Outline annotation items
***

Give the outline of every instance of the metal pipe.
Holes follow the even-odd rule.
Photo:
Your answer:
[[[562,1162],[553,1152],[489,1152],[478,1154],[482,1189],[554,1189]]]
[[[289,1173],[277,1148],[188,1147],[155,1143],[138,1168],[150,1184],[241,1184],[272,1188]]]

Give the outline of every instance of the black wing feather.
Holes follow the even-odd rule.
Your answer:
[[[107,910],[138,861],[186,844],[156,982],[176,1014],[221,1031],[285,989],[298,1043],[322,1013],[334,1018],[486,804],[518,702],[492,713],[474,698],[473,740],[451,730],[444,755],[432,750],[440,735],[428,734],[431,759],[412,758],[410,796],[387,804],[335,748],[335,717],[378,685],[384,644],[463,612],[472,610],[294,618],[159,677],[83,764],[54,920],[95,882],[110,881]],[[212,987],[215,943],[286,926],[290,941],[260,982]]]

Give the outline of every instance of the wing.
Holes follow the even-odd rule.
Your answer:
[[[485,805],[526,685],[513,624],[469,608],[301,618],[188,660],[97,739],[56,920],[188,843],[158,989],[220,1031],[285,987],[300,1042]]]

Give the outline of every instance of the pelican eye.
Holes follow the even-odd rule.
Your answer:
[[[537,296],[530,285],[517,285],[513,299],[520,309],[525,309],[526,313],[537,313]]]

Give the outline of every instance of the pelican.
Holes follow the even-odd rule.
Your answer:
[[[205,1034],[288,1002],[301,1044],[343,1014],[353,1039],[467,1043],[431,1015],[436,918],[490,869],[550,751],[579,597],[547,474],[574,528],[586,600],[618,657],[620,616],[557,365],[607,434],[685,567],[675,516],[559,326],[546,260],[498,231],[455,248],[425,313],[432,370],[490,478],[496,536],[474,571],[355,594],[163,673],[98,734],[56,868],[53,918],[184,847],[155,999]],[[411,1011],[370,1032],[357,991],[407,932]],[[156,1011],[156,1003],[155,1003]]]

***

THE REQUEST:
Rewrite all of the items above, swapping "every instance" for "each instance" everywhere it occurs and keeping everything else the same.

ANSWER FOR THE TASK:
Give the outline of each instance of the metal pipe.
Holes follow the even-odd rule.
Photo:
Your answer:
[[[562,1162],[553,1152],[489,1152],[478,1154],[482,1189],[554,1189]]]
[[[289,1173],[277,1148],[188,1147],[155,1143],[138,1168],[150,1184],[241,1184],[272,1188]]]

Give the outline of each instance of the black wing feather.
Holes follow the even-odd rule.
Your answer:
[[[107,910],[138,861],[186,844],[156,982],[176,1014],[221,1031],[285,989],[298,1043],[322,1013],[334,1018],[486,804],[518,702],[492,713],[474,698],[473,740],[451,730],[444,755],[432,750],[440,735],[428,734],[431,759],[412,758],[410,796],[387,804],[335,748],[335,717],[378,685],[384,644],[463,612],[472,610],[294,618],[159,677],[83,764],[54,920],[95,882],[110,881]],[[212,987],[215,943],[286,926],[290,941],[260,982]]]

Give the outline of each instance of the wing.
Holes follow the even-odd rule.
Your answer:
[[[485,805],[526,685],[513,624],[469,608],[301,618],[188,660],[97,739],[56,920],[188,843],[158,989],[220,1031],[285,987],[300,1042]]]

Give the outline of each instance of the pelican eye.
Holes follow the even-odd rule.
Your answer:
[[[537,296],[530,285],[517,285],[513,299],[520,309],[525,309],[526,313],[537,313]]]

Give the outline of each instance of the pelican.
Holes follow the even-odd rule.
Your answer:
[[[205,1034],[288,1002],[301,1044],[343,1014],[353,1039],[467,1043],[431,1015],[436,918],[490,869],[550,751],[579,597],[547,474],[574,528],[586,600],[618,657],[620,616],[557,365],[607,434],[685,567],[675,516],[559,326],[546,260],[498,231],[455,248],[425,313],[432,370],[490,478],[496,536],[474,571],[355,594],[163,673],[98,734],[56,868],[53,918],[184,847],[155,999]],[[411,1011],[370,1032],[357,991],[407,932]],[[156,1011],[156,1003],[155,1003]]]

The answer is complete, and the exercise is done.